*Exercise*:
Reproduce every line of the material below word for word.

(Dataset rows)
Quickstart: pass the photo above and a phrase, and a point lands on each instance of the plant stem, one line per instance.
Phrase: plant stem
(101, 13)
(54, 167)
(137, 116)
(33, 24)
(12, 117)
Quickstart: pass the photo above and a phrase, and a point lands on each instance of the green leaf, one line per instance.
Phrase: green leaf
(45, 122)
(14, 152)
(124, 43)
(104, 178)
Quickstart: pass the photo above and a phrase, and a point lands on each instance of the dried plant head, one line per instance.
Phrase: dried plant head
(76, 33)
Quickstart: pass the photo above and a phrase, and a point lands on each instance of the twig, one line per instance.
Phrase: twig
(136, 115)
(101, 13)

*Written response*:
Quickstart: pass the photo above and a phrase, and a point lands on each instance of the plant stem, one line per instance.
Phrase: plant stem
(101, 13)
(54, 167)
(137, 116)
(33, 24)
(12, 117)
Quickstart: pass the photo above and a phrase, and a point lands on each instance of the green leaf, one line per instance.
Phrase: green leaf
(45, 122)
(14, 152)
(124, 43)
(104, 178)
Quickstart: pass the photo above and a phrase, and a point lands on each instance of the dried plant head, one line per instance.
Phrase: dried plant head
(76, 33)
Quickstart: pass the photo above and a phrase, and a point lands on each instance of the twig, one line per instance.
Phrase: twig
(136, 115)
(101, 13)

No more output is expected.